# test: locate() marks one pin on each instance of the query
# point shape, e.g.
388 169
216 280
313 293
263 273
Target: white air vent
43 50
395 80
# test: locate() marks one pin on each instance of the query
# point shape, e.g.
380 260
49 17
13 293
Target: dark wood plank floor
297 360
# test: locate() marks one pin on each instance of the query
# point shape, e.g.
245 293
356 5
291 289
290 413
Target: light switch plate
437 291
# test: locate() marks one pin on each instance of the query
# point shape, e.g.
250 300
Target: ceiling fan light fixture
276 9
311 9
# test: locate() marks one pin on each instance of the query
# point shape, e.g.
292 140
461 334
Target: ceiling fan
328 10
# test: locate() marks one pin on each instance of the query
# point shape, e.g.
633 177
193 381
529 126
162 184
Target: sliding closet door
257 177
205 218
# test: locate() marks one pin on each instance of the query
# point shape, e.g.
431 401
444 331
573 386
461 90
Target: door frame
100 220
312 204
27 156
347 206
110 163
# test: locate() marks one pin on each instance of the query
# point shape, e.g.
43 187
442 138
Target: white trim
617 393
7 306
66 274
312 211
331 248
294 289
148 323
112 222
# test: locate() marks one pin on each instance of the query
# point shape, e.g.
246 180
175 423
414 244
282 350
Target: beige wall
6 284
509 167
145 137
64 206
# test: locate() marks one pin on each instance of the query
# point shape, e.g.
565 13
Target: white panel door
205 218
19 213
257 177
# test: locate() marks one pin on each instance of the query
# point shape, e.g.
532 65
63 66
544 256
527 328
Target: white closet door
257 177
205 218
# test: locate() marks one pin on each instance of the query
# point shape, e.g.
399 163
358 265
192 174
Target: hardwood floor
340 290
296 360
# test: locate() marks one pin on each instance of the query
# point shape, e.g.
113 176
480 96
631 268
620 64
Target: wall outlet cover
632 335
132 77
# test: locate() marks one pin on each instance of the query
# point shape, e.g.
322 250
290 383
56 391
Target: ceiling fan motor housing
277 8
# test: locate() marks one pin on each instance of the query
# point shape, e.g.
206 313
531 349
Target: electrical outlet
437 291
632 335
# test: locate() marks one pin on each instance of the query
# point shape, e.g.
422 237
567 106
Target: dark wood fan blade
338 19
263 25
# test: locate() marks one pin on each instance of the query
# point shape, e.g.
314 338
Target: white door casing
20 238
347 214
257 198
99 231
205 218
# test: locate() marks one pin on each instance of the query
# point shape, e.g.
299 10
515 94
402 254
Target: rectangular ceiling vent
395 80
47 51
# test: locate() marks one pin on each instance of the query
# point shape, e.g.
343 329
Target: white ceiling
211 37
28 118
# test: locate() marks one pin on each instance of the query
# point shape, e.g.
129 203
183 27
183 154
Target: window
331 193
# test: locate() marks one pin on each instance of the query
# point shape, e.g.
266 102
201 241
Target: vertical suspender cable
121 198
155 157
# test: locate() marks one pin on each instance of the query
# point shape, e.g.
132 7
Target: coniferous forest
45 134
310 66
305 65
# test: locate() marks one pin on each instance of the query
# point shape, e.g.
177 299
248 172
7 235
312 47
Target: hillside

****

* What to work on *
Copy every record above exactly as it stands.

* Result of the exercise *
# test: locate() marks one pin on each instance of the query
# point shape, e.g.
388 169
216 280
313 293
263 273
Target: white air vent
43 50
395 80
# test: locate() marks one pin on each instance of the query
# point shape, e.g.
380 260
49 17
13 293
Target: dark wood plank floor
297 360
# test: locate() marks one pin on each instance of the query
# point shape, e.g.
245 293
356 5
291 289
290 413
Target: light switch plate
437 291
# test: locate() marks one pin on each instance of the query
# point shape, e.g.
250 300
Target: ceiling fan light fixture
276 9
311 9
# test: locate() marks one pin on each instance of the query
# point shape, e.g.
292 140
461 334
Target: ceiling fan
328 10
# test: locate() marks one pin on each instance of the query
# point shape, e.g.
633 177
193 381
529 126
162 184
Target: sliding closet door
257 177
205 218
# test: locate() marks one pin on each instance of the query
# point shape, e.g.
431 401
444 331
573 386
461 90
Target: door frame
100 220
312 204
27 156
347 206
110 163
# test: locate() marks one pin on each instance of the query
# point shape, e.g.
43 187
442 138
Target: white trim
617 393
7 306
66 274
312 211
331 248
294 289
148 323
112 222
# test: locate() marks one pin on each instance of the query
# point shape, e.g.
246 180
175 423
414 244
282 350
Target: beige wall
6 284
509 167
145 137
64 206
# test: locate() marks one pin on each instance of the query
# point shape, e.g.
565 13
Target: white panel door
205 218
19 213
257 177
# test: locate() marks one pin on each instance of the query
# point shape, e.g.
532 65
63 66
544 256
527 328
Target: white closet door
257 177
205 218
# test: locate() marks one pin on each instance of the query
# point shape, e.g.
399 163
358 265
192 174
Target: hardwood floor
340 290
296 360
# test: locate() marks one pin on each instance of the query
# point shape, e.g.
113 176
480 96
631 268
620 64
Target: wall outlet cover
632 335
132 77
# test: locate() marks one pin on each instance of the query
# point shape, e.g.
322 250
290 383
56 391
Target: ceiling fan motor housing
277 8
# test: locate() marks one pin on each instance of the query
# point shape, e.g.
206 313
531 349
Target: electrical outlet
437 291
632 335
# test: locate() marks one pin on each instance of the query
# point shape, e.g.
422 237
567 106
Target: dark wood fan blade
338 19
263 25
# test: locate() marks one pin on each instance of the query
# point shape, e.g.
314 338
Target: white door casing
20 238
347 214
257 198
99 231
205 218
# test: locate() marks one pin on each instance of the query
# point shape, e.g.
299 10
515 94
402 254
Target: rectangular ceiling vent
395 80
47 51
# test: locate() marks one pin on each instance of the query
# point shape, e.g.
343 329
Target: white ceiling
211 37
28 118
# test: locate() marks one pin on each instance of the query
# point shape, e.g.
129 203
183 27
183 154
Target: window
331 193
# test: locate() marks one pin on each instance of the query
# point shape, e.g.
266 102
201 241
Target: vertical suspender cable
121 198
155 157
# test: locate() marks one pin on each instance of the query
# point shape, e.g.
132 7
Target: coniferous forest
45 134
310 66
305 65
# test: locate() marks one pin on each instance of the query
# point shape, e.g.
177 299
248 172
7 235
312 47
Target: hillside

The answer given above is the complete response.